Exploratory Data Analysis of Fortune 1000 Companies
Introduction to Exploring Fortune 1000 Companies Data using Python
As a data analyst, one of the most important skills you need to have is the ability to work with data to gain insights and answer questions. Recently, my girlfriend started working for a Fortune 1000 company, which sparked my curiosity about the makeup of these companies. In particular, I was interested in the percentage of women who are CEOs, which states have the most Fortune 1000 companies, and the top profitable companies. To answer these questions, I searched for a suitable dataset on Google and found one on Kaggle that had exactly what I was looking for. The dataset contained data for the year 2021, and was scraped from the fortune website by the dataset author.
Before diving into the analysis, let’s discuss the meaning of exploratory data analysis (EDA). EDA is a valuable process used by data scientists and analysts to investigate and analyze datasets. It helps to identify the main characteristics of the data through various visualization techniques.
To begin the analysis, I used Python, along with the Pandas
, Seaborn
, Squarify
, and Matplotlib
libraries. Pandas was used to read in the dataset, Seaborn was used for data visualization, Squarify
was used to create a treemap, and Matplotlib
was used for additional data visualization.
Here’s the Python code used to import the necessary libraries:
Import libraries used for analysis
import numpy as np
import pandas as pd
import matplotlib.pyplot as plt
import squarify # makes tree map
import seaborn as sns
Read in data and perform EDA
After importing the necessary libraries, I read in the dataset using the pandas
library, and then checked the structure of the data and the first few rows using the following code:
df = pd.read_csv("Fortune_1000.csv") # Read csv file into python
df.dtypes # see structure of data
## company object
## rank int64
## rank_change float64
## revenue float64
## profit float64
## num. of employees int64
## sector object
## city object
## state object
## newcomer object
## ceo_founder object
## ceo_woman object
## profitable object
## prev_rank object
## CEO object
## Website object
## Ticker object
## Market Cap object
## dtype: object
df.head(n=10)

== GIVEN PROBLEM 1 ==
Please write out the rows word for word, starting at the first row and ending at the line that contains "(1138, 692)", with both of those lines included.
The Fortune 1000 analysis and the rows were taken from separate sources.

== LISTED ENTRIES ==

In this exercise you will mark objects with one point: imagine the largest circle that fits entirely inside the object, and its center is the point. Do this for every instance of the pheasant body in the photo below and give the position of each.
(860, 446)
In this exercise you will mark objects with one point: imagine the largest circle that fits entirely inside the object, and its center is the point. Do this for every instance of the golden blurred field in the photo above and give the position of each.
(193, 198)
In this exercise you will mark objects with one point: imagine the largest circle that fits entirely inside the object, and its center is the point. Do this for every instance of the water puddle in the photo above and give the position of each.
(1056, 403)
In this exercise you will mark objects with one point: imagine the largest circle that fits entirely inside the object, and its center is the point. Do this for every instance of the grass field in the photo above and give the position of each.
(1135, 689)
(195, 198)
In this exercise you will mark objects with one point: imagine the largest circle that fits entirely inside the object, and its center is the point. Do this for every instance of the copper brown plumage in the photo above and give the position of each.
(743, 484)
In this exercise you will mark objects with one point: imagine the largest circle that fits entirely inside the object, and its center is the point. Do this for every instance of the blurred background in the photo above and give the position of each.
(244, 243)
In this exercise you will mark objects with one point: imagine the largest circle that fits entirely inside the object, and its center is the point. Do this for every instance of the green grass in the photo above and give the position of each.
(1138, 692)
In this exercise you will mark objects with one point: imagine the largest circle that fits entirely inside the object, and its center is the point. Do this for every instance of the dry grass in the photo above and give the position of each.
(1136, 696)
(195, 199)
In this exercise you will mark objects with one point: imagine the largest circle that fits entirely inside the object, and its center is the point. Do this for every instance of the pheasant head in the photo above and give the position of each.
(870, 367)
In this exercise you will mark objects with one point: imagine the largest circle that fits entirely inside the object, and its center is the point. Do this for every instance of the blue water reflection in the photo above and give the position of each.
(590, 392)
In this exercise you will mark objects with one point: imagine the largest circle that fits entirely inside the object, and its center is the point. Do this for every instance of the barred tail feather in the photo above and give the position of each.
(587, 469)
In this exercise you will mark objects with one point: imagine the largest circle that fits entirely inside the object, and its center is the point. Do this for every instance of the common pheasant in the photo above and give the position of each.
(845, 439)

== GIVEN PROBLEM 2 ==
Extend the Fortune 1000 analysis onward from its final line.

== EXPECTED OUTPUT 1 ==
In this exercise you will mark objects with one point: imagine the largest circle that fits entirely inside the object, and its center is the point. Do this for every instance of the pheasant body in the photo below and give the position of each.
(860, 446)
In this exercise you will mark objects with one point: imagine the largest circle that fits entirely inside the object, and its center is the point. Do this for every instance of the golden blurred field in the photo above and give the position of each.
(193, 198)
In this exercise you will mark objects with one point: imagine the largest circle that fits entirely inside the object, and its center is the point. Do this for every instance of the water puddle in the photo above and give the position of each.
(1056, 403)
In this exercise you will mark objects with one point: imagine the largest circle that fits entirely inside the object, and its center is the point. Do this for every instance of the grass field in the photo above and give the position of each.
(1135, 689)
(195, 198)
In this exercise you will mark objects with one point: imagine the largest circle that fits entirely inside the object, and its center is the point. Do this for every instance of the copper brown plumage in the photo above and give the position of each.
(743, 484)
In this exercise you will mark objects with one point: imagine the largest circle that fits entirely inside the object, and its center is the point. Do this for every instance of the blurred background in the photo above and give the position of each.
(244, 243)
In this exercise you will mark objects with one point: imagine the largest circle that fits entirely inside the object, and its center is the point. Do this for every instance of the green grass in the photo above and give the position of each.
(1138, 692)

== EXPECTED OUTPUT 2 ==
## company rank ... Ticker Market Cap
## 0 Walmart 1 ... WMT 411690
## 1 Amazon 2 ... AMZN 1637405
## 2 Exxon Mobil 3 ... XOM 177923
## 3 Apple 4 ... AAPL 2221176
## 4 CVS Health 5 ... CVS 98496
## 5 Berkshire Hathaway 6 ... BRKA 550878
## 6 UnitedHealth Group 7 ... UNH 332885
## 7 McKesson 8 ... MCK 29570
## 8 AT&T 9 ... T 206369
## 9 AmerisourceBergen 10 ... ABC 21246
##
## [10 rows x 18 columns]
Next, I wanted to find out the percentage of women who are CEOs. To do this, I used the value_counts()
method in Pandas to count the number of female and male CEOs, and then created a pie chart using Matplotlib to visualize the results:
## ([<matplotlib.patches.Wedge object at 0x7ff183548eb0>, <matplotlib.patches.Wedge object at 0x7ff1835604f0>], [Text(-1.074994922300288, 0.23320788371879284, 'Male'), Text(1.074994911383038, -0.23320793404293647, 'Female')], [Text(-0.5863608667092479, 0.12720430021025061, '93.2%'), Text(0.5863608607543842, -0.1272043276597835, '6.8%')])
From the pie chart, it’s clear that only 6.8% of Fortune 1000 companies are led by female CEOs.
Next, I wanted to see which states have the most Fortune 1000 companies. I used the value_counts()
method in Pandas to count the number of companies in each state, and then created a treemap using Squarify to visualize the results:
## (0.0, 100.0, 0.0, 100.0)
This code uses pandas
and squarify
libraries to create a treemap that shows the top 20 states with the most Fortune 1000 companies.
First, the code creates a DataFrame ‘state_count’ using the value_counts()
method to count the number of times each state appears in the ‘state’ column of the original DataFrame ‘df’. The resulting DataFrame is then sorted in descending order using nlargest() function to get the top 20 states with the most companies.
The sizes and labels for the treemap are then created. The sizes variable is a list of the ‘counts’ column of the ‘state_count’ DataFrame, while the labels variable is a list comprehension that creates a string for each state and its count in the format ‘state’.
Finally, the squarify library is used to create the treemap. The sizes and labels variables are passed to the squarify.plot()
method, along with a color map and an alpha value to adjust the opacity of the squares. The plt.axis()
method is used to turn off the x and y axis labels and the title of the plot is set using plt.title()
. The resulting treemap shows the states with the most Fortune 1000 companies in a visually appealing way.
To wrap up, let’s take a look at how we can compare profit and revenue in a bar plot. We can use this visual tool to gain insights into the performance of the top five Fortune 1000 companies. To achieve this, we melted the data to create a tidy format, then used Seaborn
to create a clean and informative bar plot. Additionally, we created a table to show the percentage change in revenue to profit for each company.
# Profit vs. revenue in bar plot
rev_prof = df.nlargest(5,'revenue')
rev_prof = pd.melt(rev_prof,id_vars = ['company'],value_vars = ['revenue','profit'])
sns.set_theme(style="whitegrid")
sns.set_color_codes("pastel")
p1 =sns.barplot(x="value", y="company",hue = "variable",data= rev_prof)
p1.set_title("Profit Vs. Revenue for Top 5 Fortune 1000 Companies")
p1.set(xlabel='Millions ($)', ylabel="")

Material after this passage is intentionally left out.